**EXCERPTED PASSAGE:**
------------------------------------------------------------
Teaching computers to understand language is no easy task. Humans learn and develop their language skills instinctively as children, but developing that ability for a computer system is very hard indeed. To work on this major research challenge, scientists are using Natural Language Processing (NLP). NLP is a fusion of linguistics, computer science and machine learning that uses a variety of computational methods running on supercomputers for the automated understanding, analysis and creation of spoken, written and signed language.

We rely on language to communicate, to take notes, to share information, to learn and to remember, be it through text or audio and video recordings. In amongst our daily utterances and copious text records lies valuable information, if only we could extract and understand it.

Associate Professor Hanna Suominen from The Australian National University (ANU) is developing improved ways of extracting information and learning from language in all its forms, in the various domains of health, language education, language description and more. Hospital records, for example, are a treasure trove of diagnostic and treatment information that currently requires human input, transcription and description. An automated system could collate and summarise patient records to avoid communication or misdiagnosis errors during nurse handovers.

She says, “NLP allows us to train machines to take on the laborious, sometimes impossible, task of reading and summarising thousands or millions of pages of text. This way, humans can concentrate on the skilled tasks they are good at, using their unique skills where it counts.”

Books stacked in a bookshelf, showing their spines.
Natural Language Processing allows researchers to train computers to read and summarise large volumes of text, helping them learn about languages, document their structures, and build new tools for speeding up text-intensive tasks.

As part of the Our Health in our Hands Grand Challenge from the ANU, Professor Suominen is part of the team aiming to develop new personalised health technologies in collaboration with patients, clinicians and health care providers. Leading the Big Data program, the group is working to incorporate the analysis of large-scale patient data into secure diagnostic and monitoring systems and patient-friendly information. For example, PhD student Ms Sandaru Seneviratne is working on a machine learning method for turning dense medical information about Type 1 Diabetes into a simplified form suitable for adolescents to learn from when diagnosed with the disease. This is expected to be beneficial for parents, caretakers and teachers as well to enhance their knowledge of the disease, and to help adolescents in their daily activities and avoid severe medical consequences.
------------------------------------------------------------
(Region pointing data)
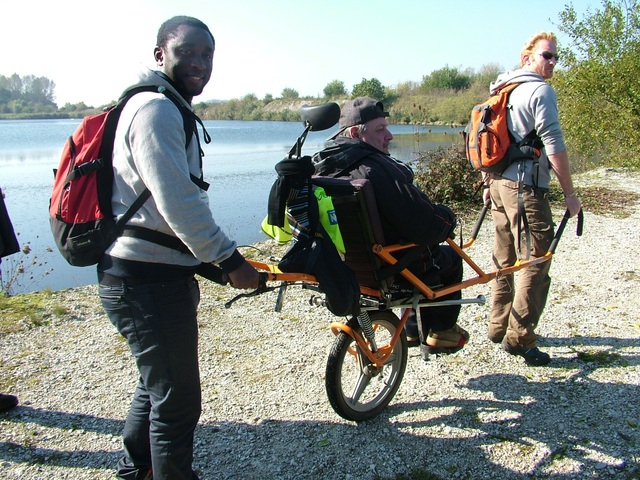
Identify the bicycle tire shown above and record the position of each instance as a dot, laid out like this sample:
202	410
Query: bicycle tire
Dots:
355	392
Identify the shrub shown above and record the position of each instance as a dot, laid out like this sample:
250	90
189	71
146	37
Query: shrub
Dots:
446	176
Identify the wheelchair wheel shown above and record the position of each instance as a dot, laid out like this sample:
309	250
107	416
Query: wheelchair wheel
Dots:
356	389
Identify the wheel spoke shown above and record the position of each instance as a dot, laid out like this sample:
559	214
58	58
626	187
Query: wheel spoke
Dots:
362	381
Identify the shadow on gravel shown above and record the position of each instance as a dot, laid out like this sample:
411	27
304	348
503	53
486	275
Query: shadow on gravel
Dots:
573	422
77	425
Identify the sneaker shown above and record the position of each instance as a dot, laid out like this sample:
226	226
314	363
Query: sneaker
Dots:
7	402
447	341
532	356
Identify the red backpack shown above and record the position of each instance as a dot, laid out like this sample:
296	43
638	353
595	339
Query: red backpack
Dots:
81	218
489	145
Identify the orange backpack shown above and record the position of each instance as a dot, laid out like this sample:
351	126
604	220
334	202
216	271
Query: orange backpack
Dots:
489	145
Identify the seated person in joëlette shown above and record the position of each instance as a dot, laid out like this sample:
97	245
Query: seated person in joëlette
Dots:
360	150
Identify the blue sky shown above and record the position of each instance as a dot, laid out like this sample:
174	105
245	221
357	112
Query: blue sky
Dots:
265	46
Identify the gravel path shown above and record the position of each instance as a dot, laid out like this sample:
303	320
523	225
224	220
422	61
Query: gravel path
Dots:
479	414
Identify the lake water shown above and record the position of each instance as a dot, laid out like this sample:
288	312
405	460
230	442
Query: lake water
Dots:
239	163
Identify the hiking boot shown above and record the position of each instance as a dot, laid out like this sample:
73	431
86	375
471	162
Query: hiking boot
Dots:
413	341
7	402
424	352
447	341
532	356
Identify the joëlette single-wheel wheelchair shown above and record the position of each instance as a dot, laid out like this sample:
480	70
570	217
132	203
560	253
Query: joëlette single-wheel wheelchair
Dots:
368	358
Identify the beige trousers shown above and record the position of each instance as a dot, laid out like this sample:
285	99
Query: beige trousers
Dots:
516	307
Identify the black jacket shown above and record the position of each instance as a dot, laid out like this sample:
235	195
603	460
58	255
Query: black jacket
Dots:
406	212
8	241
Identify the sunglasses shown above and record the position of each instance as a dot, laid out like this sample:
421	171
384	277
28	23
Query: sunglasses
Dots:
548	55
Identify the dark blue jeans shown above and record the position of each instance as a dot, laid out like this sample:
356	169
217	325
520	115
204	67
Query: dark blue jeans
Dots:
159	321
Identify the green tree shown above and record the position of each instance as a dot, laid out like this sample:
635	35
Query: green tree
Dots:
446	78
599	92
334	89
369	88
289	93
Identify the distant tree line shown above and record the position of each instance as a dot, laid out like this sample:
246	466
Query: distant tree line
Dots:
596	81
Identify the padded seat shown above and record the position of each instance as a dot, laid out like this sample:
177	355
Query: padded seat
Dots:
356	210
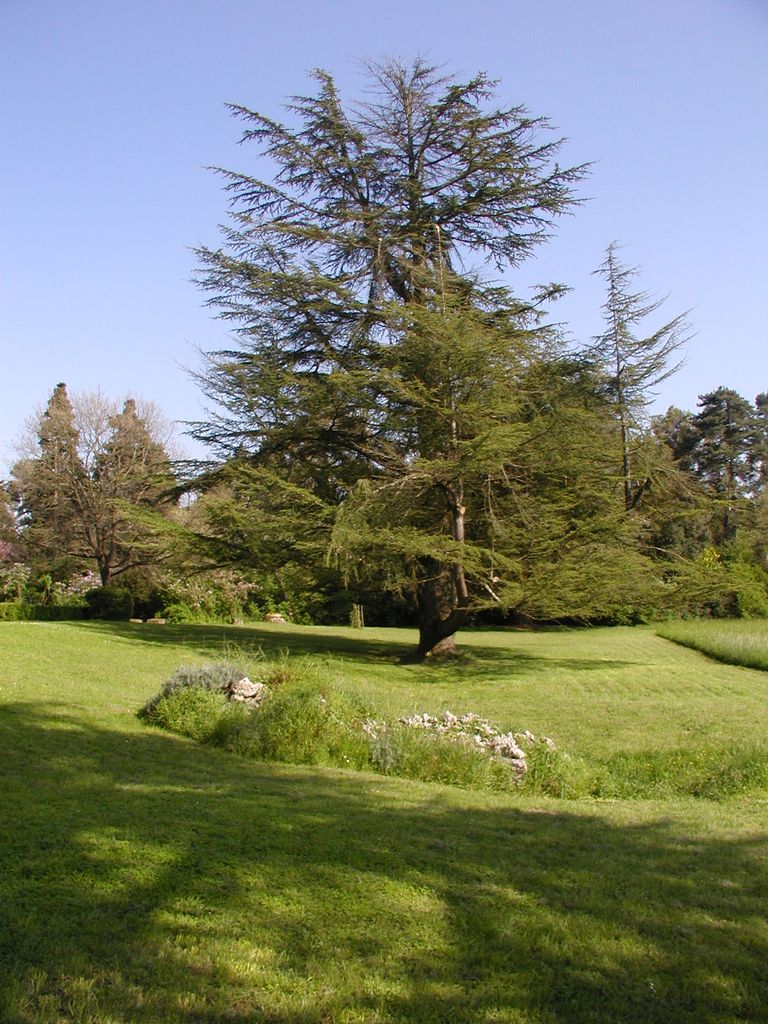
------------------------------------------------------------
**EXERCISE A:**
Echo the natural language processing article from "Teaching computers to" to "and understand it.".
**EXERCISE B:**
According to the natural language processing article, what is PhD student Sandaru Seneviratne developing?

**YOUR RESPONSE A:**
Teaching computers to understand language is no easy task. Humans learn and develop their language skills instinctively as children, but developing that ability for a computer system is very hard indeed. To work on this major research challenge, scientists are using Natural Language Processing (NLP). NLP is a fusion of linguistics, computer science and machine learning that uses a variety of computational methods running on supercomputers for the automated understanding, analysis and creation of spoken, written and signed language.

We rely on language to communicate, to take notes, to share information, to learn and to remember, be it through text or audio and video recordings. In amongst our daily utterances and copious text records lies valuable information, if only we could extract and understand it.

**YOUR RESPONSE B:**
A machine learning method for turning dense medical information about Type 1 Diabetes into a simplified form that adolescents can learn from when diagnosed with the disease.